**EXERCISE REQUIREMENTS**
How many lines of the material below contain the string "background"? Case counts. Reply with the number alone.

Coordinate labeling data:
○ ○ ○ ○
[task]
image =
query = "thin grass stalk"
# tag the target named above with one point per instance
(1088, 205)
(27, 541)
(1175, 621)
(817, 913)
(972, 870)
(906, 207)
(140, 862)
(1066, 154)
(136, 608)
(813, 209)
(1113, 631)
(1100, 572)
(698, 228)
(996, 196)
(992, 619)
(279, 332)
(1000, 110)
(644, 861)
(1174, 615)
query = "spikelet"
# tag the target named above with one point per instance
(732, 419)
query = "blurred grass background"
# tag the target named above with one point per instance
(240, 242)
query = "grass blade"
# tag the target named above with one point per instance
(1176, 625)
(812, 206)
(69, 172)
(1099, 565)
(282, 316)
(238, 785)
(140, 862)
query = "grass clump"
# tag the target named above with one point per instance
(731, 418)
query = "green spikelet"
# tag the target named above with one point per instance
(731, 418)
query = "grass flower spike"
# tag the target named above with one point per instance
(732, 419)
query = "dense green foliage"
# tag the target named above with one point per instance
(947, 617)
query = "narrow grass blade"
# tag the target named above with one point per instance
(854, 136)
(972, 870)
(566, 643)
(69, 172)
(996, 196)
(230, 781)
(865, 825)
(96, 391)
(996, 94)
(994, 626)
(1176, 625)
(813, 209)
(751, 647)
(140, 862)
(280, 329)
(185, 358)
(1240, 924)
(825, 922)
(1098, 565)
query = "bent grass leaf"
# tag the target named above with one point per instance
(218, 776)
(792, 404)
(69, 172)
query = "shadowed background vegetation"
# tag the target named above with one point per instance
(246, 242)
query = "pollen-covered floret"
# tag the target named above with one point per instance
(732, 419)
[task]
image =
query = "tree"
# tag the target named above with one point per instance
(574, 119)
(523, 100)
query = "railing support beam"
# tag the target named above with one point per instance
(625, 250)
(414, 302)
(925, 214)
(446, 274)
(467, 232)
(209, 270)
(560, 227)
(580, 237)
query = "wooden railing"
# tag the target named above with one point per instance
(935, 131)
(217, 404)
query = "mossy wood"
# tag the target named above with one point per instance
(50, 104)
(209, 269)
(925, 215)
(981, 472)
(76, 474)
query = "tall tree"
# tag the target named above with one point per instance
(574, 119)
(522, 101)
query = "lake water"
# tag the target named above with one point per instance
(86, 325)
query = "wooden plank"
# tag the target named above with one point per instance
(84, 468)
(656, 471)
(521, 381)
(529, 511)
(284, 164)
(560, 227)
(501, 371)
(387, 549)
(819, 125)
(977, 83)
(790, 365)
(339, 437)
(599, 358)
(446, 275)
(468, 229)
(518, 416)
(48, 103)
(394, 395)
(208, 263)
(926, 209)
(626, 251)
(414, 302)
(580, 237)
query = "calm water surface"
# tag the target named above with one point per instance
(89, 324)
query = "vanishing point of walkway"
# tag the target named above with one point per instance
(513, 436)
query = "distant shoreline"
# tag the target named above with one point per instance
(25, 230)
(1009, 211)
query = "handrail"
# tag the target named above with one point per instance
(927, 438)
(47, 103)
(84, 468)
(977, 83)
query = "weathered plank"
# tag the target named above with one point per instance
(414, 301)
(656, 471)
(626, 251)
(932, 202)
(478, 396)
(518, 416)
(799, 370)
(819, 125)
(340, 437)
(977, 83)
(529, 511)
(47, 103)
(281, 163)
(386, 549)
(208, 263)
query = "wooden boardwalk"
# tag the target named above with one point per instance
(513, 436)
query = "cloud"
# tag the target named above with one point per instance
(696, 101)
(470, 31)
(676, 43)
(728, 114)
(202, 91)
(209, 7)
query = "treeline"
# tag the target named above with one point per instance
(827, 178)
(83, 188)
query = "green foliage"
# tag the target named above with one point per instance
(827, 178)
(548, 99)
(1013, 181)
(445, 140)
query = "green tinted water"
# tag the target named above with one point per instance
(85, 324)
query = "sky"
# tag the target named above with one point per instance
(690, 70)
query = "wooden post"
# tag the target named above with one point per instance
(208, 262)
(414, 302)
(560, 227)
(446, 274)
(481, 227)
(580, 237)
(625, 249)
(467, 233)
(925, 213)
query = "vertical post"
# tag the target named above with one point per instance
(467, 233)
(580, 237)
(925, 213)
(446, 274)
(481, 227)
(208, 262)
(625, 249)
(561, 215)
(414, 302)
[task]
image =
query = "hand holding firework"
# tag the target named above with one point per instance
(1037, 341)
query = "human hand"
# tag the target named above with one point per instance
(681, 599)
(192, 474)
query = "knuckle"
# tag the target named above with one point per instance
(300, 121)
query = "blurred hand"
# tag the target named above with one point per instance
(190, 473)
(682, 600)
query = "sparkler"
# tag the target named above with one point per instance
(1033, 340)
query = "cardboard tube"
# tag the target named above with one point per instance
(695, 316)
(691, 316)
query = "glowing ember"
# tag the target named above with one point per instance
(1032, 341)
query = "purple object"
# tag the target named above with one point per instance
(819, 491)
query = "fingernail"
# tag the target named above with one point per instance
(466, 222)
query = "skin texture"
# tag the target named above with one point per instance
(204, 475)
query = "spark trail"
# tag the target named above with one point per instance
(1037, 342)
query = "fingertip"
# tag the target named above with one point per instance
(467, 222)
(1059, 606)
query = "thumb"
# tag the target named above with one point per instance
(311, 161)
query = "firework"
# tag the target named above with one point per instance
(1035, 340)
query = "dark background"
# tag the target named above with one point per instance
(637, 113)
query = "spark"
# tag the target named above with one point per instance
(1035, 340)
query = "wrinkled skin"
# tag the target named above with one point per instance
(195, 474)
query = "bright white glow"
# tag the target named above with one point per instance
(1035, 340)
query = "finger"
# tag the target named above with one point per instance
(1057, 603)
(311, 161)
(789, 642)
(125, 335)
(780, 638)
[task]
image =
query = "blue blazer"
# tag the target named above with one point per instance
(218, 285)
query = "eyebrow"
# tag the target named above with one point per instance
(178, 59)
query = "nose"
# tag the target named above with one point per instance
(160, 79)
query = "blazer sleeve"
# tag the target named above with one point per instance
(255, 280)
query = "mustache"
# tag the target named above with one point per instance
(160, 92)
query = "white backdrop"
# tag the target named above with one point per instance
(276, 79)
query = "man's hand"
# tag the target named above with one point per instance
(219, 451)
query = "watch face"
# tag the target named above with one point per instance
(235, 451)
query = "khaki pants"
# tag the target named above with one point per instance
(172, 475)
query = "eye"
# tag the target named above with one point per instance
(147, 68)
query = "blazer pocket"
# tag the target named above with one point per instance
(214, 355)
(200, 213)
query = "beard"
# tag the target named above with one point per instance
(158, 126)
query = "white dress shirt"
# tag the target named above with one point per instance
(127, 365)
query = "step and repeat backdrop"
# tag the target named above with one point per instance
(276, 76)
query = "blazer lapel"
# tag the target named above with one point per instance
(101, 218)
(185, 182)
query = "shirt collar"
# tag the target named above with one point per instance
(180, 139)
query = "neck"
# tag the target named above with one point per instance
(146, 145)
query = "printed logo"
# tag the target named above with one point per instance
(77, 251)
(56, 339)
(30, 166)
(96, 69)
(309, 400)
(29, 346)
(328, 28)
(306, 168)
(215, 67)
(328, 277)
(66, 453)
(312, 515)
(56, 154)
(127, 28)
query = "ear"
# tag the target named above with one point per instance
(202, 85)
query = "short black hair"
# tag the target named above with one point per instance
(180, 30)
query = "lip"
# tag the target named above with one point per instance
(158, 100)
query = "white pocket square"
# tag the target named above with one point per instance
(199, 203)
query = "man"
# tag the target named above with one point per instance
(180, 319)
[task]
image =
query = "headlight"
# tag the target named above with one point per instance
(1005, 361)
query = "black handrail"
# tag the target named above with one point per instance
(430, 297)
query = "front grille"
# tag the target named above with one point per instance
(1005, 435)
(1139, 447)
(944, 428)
○ ○ ○ ○
**EXERCISE ANSWER**
3